What needs to be done :: Please give the data below as a JSON list of strings, one string per line, with blank lines left out.

(Coordinate labeling data)
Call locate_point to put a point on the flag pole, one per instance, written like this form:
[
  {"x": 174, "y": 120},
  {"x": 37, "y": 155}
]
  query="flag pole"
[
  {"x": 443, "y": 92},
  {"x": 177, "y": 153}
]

Written answer ::
[
  "Call locate_point to put a point on the flag pole, one per instance, written like this form:",
  "[",
  "  {\"x\": 174, \"y\": 120},",
  "  {\"x\": 37, \"y\": 155}",
  "]",
  "  query=\"flag pole\"",
  "[",
  "  {\"x\": 443, \"y\": 92},",
  "  {\"x\": 177, \"y\": 153}",
  "]"
]